WHAT IS REQUIRED
Copy the section of the Syrian war passage below between "Physicians for Human" and "been damaged significantly.", inclusive, word for word.

PROVIDED PASSAGE
___

The Russian military says its strikes only target "terrorists" but activists say they regularly kill mainstream rebels and civilians.
Iran is believed to have deployed hundreds of troops and spent billions of dollars to help Mr Assad.
Thousands of Shia Muslim militiamen armed, trained and financed by Iran - mostly from Lebanon's Hezbollah movement, but also Iraq, Afghanistan and Yemen - have also fought alongside the Syrian army.
The US, UK, France and other Western countries have provided varying degrees of support for what they consider "moderate" rebels.
A global coalition they lead has also carried out air strikes on IS militants in Syria since 2014 and helped an alliance of Kurdish and Arab militias called the Syrian Democratic Forces (SDF) capture territory from the jihadists.
Turkey has long supported the rebels but it has focused on using them to contain the Kurdish militia that dominates the SDF, accusing it of being an extension of a banned Kurdish rebel group in Turkey.
Saudi Arabia, which is keen to counter Iranian influence, has also armed and financed the rebels.
Israel, meanwhile, has been so concerned by shipments of Iranian weapons to Hezbollah in Syria that it has conducted air strikes in an attempt to thwart them.
How has the country been affected?
As well as causing hundreds of thousands of deaths, the war has left 1.5 million people with permanent disabilities, including 86,000 who have lost limbs.
At least 6.1 million Syrians are internally displaced, while another 5.6 million have fled abroad.
Neighbouring Lebanon, Jordan and Turkey, where 92% of them now live, have struggled to cope with one of the largest refugee exoduses in recent history.
The UN estimates 13.1 million people will require some form of humanitarian help in Syria in 2018.
The warring parties have made the problems worse by refusing aid agencies access to many of those in need. Almost 3 million people live in besieged or hard-to-reach areas.
Syrians also have limited access to healthcare.
Physicians for Human Rights had documented 492 attacks on 330 medical facilities by the end of December 2017, resulting in the deaths of 847 medical personnel.
Much of Syria's rich cultural heritage has also been destroyed. All six of the country's six Unesco World Heritage sites have been damaged significantly.
Entire neighbourhoods have been levelled across the country.
A recent UN assessment found 93% of buildings had been damaged or destroyed in one district of the rebel-held Eastern Ghouta region near Damascus.
How is the country divided?
The government has regained control of Syria's biggest cities but large parts of the country are still held by rebel groups and the Kurdish-led SDF alliance.
The largest opposition stronghold is the north-western province of Idlib, home to more than 2.6 million people.

___

PROVIDED DATA

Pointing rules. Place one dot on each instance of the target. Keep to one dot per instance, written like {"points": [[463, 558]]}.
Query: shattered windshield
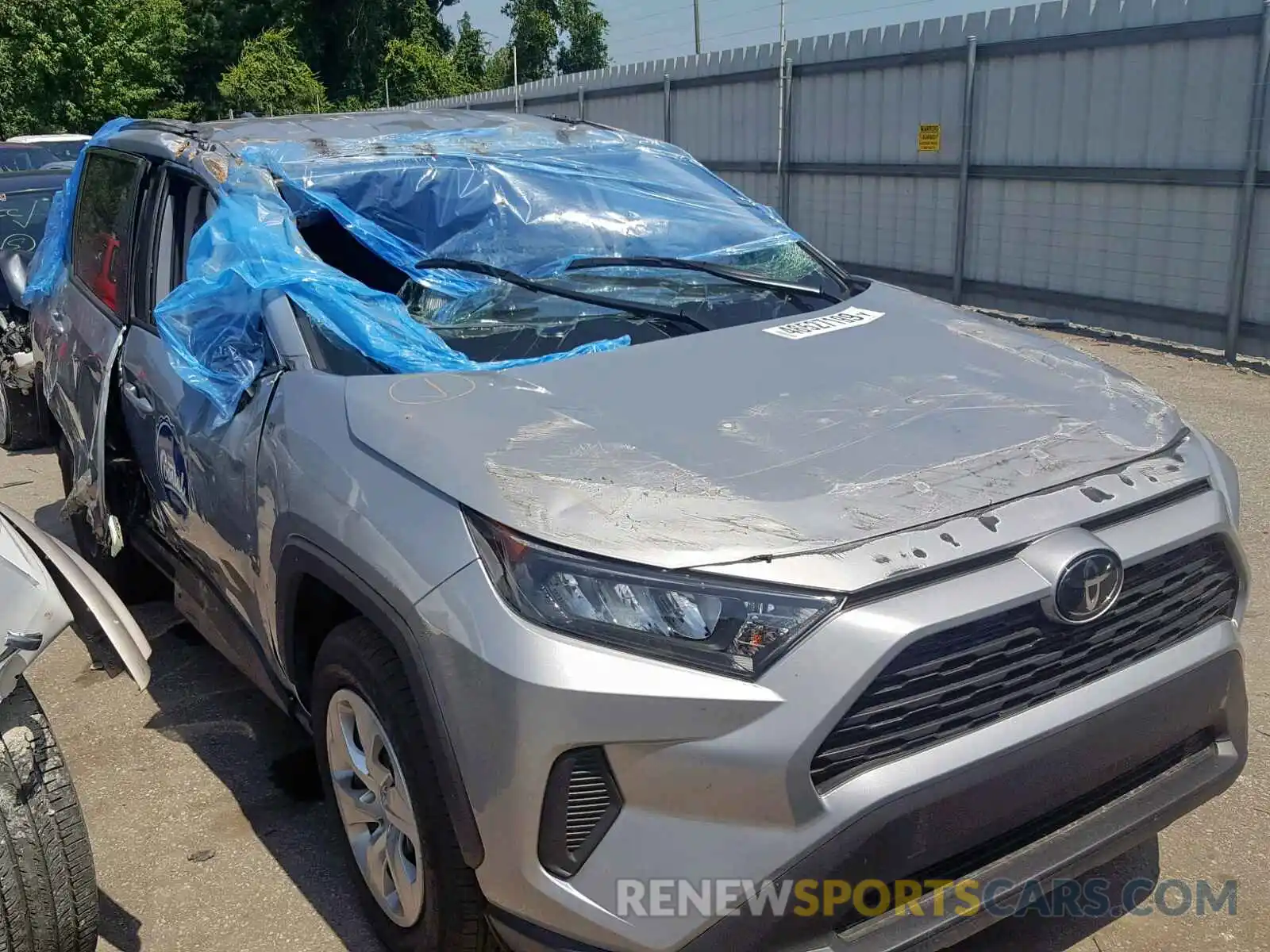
{"points": [[454, 241], [692, 292]]}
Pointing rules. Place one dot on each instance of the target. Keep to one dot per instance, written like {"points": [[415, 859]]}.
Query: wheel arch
{"points": [[304, 565]]}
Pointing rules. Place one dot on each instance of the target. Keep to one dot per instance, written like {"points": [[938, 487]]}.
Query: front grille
{"points": [[963, 678]]}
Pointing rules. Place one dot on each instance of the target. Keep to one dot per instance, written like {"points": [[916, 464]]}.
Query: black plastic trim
{"points": [[554, 854]]}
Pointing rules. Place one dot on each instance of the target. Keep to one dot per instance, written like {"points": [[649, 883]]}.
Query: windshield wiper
{"points": [[719, 271], [613, 304]]}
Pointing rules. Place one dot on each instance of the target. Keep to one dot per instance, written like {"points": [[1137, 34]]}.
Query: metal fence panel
{"points": [[1108, 146], [1153, 244], [641, 112], [888, 221]]}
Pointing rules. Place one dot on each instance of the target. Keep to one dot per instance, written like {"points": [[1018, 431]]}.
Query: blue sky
{"points": [[651, 29]]}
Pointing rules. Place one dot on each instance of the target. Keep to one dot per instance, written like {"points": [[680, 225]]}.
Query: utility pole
{"points": [[780, 106]]}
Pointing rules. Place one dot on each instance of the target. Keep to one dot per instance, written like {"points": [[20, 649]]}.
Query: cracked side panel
{"points": [[79, 353]]}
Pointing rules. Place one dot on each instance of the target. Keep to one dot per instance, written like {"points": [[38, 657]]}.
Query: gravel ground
{"points": [[209, 833]]}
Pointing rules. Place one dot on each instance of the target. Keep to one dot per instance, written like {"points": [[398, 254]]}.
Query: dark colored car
{"points": [[23, 156], [25, 198]]}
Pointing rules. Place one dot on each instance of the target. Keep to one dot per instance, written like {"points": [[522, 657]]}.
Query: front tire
{"points": [[418, 892], [48, 882]]}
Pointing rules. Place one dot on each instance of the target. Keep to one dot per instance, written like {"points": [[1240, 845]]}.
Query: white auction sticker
{"points": [[838, 321]]}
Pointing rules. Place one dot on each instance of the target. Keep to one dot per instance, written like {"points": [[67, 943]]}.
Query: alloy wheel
{"points": [[375, 806]]}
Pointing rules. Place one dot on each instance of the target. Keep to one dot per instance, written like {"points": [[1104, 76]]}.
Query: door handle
{"points": [[137, 399]]}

___

SOLUTION FOR THIS TASK
Physicians for Human Rights had documented 492 attacks on 330 medical facilities by the end of December 2017, resulting in the deaths of 847 medical personnel.
Much of Syria's rich cultural heritage has also been destroyed. All six of the country's six Unesco World Heritage sites have been damaged significantly.